─── Document

Publié le 17 avril 2024
Cette découverte est parue dans Astronomy & Astrophysics Letters, ce 16 avril 2024, sous la conduite de chercheurs CNRS à l’Observatoire de Paris – PSL.
Des trous noirs « dormants » quasiment impossibles à détecter
Les trous noirs d’origine stellaire résultent de l’effondrement des étoiles massives en fin de vie.
Des modèles théoriques prédisent que notre galaxie, la Voie lactée, pourrait en contenir une centaine de millions ! Mais, jusqu’à présent, seule une vingtaine a pu être observée.
En grande majorité, ils ont été détectés dans des systèmes binaires grâce aux rayonnements X émis par la perte de matière d'une « étoile compagnon » : celle-ci est effectivement aspirée par le trou noir autour duquel elle orbite.
Mais lorsqu’un trou noir n’a pas d’étoile suffisamment proche pour lui arracher de la matière, il n’émet aucun rayonnement : c'est ce que l'on appelle les trous noirs « dormants », extrêmement difficiles à détecter.
Gaia, l'arpenteur du ciel... et l'œil de la Galaxie !

──────
─── Données extraites

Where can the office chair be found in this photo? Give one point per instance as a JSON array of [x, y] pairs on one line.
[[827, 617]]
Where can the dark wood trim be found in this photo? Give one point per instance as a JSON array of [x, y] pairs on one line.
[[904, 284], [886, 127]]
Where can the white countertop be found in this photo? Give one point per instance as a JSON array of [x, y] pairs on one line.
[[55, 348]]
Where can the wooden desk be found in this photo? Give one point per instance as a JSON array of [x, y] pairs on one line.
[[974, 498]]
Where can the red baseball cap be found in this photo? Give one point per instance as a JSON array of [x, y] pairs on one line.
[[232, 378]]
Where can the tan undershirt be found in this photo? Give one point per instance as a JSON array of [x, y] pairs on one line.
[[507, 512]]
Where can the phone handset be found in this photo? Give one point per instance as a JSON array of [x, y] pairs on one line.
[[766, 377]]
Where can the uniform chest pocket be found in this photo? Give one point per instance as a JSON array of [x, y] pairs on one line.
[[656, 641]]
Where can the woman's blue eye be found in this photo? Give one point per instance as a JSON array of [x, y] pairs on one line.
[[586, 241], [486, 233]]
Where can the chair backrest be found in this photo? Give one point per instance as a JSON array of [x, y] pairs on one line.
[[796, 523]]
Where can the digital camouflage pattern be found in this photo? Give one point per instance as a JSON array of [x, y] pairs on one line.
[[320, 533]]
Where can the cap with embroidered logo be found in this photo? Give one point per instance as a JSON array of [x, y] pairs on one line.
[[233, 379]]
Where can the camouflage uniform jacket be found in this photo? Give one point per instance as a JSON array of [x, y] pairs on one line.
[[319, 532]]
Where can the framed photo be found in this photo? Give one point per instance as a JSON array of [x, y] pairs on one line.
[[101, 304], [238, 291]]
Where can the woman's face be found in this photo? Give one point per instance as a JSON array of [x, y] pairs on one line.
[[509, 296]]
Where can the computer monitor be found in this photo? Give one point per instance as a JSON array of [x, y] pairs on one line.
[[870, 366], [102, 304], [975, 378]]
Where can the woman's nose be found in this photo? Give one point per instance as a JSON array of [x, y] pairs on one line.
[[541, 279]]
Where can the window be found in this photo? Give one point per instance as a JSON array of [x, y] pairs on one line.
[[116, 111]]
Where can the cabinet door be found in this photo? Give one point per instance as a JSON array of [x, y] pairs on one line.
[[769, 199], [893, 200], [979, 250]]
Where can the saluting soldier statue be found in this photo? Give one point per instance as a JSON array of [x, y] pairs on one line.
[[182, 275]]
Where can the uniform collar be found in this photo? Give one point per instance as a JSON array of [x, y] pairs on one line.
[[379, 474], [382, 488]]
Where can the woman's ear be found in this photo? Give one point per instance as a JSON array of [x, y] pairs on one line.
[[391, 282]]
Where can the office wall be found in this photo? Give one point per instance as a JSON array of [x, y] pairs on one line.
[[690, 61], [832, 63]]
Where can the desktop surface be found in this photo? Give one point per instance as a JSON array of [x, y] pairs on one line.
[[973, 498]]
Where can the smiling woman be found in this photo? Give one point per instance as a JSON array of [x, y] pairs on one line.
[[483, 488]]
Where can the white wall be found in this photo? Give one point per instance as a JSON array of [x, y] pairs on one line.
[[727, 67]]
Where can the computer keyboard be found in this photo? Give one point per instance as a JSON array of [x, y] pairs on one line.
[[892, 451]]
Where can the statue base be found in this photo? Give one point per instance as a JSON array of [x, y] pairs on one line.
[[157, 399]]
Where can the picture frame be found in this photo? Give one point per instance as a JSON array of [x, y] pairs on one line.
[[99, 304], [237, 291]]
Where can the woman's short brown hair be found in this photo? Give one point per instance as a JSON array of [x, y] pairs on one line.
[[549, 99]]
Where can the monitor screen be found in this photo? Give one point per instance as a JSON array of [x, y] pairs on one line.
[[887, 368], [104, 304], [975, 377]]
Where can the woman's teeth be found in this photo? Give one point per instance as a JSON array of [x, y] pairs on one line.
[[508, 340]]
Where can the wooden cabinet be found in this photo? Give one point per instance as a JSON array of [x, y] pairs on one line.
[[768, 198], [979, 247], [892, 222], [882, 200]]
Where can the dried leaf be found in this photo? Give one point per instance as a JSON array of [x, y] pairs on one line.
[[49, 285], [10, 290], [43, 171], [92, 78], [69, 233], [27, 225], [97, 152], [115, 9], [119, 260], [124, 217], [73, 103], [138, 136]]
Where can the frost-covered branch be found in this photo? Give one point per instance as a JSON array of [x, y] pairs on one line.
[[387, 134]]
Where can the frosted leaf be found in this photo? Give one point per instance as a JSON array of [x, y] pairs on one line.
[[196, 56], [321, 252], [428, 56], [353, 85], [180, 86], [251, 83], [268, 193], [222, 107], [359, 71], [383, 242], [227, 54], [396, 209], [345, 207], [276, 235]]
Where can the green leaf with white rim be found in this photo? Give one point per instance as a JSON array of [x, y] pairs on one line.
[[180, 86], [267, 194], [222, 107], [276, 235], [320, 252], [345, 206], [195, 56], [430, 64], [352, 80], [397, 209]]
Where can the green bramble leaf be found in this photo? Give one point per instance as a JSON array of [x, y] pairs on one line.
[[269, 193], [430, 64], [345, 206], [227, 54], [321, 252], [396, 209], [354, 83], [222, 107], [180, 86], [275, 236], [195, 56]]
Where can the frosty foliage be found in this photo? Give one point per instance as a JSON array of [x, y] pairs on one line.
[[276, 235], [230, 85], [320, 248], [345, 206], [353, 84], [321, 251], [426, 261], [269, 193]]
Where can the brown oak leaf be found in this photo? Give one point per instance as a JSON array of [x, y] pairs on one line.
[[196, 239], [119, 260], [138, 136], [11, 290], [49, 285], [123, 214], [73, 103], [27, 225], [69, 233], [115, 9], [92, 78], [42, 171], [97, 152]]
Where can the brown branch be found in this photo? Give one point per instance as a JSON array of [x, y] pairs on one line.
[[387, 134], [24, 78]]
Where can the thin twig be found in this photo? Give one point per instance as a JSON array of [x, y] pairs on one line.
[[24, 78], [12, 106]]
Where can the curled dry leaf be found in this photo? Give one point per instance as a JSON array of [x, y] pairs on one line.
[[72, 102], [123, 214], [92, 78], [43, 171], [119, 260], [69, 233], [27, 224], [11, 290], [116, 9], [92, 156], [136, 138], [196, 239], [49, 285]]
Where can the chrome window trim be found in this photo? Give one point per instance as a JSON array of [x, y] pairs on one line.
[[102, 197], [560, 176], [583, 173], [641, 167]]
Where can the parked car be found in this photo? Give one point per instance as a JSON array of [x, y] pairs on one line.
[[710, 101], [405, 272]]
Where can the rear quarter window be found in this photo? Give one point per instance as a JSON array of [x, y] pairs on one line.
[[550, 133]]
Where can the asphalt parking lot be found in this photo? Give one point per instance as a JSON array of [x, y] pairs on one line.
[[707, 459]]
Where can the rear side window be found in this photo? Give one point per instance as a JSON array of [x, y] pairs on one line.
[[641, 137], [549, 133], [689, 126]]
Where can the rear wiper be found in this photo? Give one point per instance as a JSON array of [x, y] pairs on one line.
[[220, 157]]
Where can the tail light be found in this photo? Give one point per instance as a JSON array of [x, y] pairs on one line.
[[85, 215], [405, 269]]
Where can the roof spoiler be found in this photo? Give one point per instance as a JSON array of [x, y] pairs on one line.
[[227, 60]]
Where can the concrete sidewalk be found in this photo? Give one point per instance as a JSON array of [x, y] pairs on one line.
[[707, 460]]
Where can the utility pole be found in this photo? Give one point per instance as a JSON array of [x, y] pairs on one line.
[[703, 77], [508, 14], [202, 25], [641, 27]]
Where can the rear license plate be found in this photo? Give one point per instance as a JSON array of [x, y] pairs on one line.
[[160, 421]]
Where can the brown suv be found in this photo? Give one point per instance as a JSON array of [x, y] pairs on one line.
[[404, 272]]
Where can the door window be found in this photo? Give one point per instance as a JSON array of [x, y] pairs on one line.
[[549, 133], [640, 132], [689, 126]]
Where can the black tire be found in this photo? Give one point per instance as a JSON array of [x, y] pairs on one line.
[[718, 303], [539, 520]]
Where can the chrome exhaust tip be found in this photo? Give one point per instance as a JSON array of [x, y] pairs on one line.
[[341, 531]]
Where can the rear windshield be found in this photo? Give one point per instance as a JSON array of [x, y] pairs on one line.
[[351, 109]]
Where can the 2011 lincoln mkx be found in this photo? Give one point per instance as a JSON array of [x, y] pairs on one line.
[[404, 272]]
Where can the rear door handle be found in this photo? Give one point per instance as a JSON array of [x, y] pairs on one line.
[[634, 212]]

──────

## Travail à faire
Recopiez le passage de l'article sur les trous noirs dormants qui commence aux mots « Des trous noirs » et se termine après les mots « la Galaxie ! ».

## Résultat attendu
Des trous noirs « dormants » quasiment impossibles à détecter
Les trous noirs d’origine stellaire résultent de l’effondrement des étoiles massives en fin de vie.
Des modèles théoriques prédisent que notre galaxie, la Voie lactée, pourrait en contenir une centaine de millions ! Mais, jusqu’à présent, seule une vingtaine a pu être observée.
En grande majorité, ils ont été détectés dans des systèmes binaires grâce aux rayonnements X émis par la perte de matière d'une « étoile compagnon » : celle-ci est effectivement aspirée par le trou noir autour duquel elle orbite.
Mais lorsqu’un trou noir n’a pas d’étoile suffisamment proche pour lui arracher de la matière, il n’émet aucun rayonnement : c'est ce que l'on appelle les trous noirs « dormants », extrêmement difficiles à détecter.
Gaia, l'arpenteur du ciel... et l'œil de la Galaxie !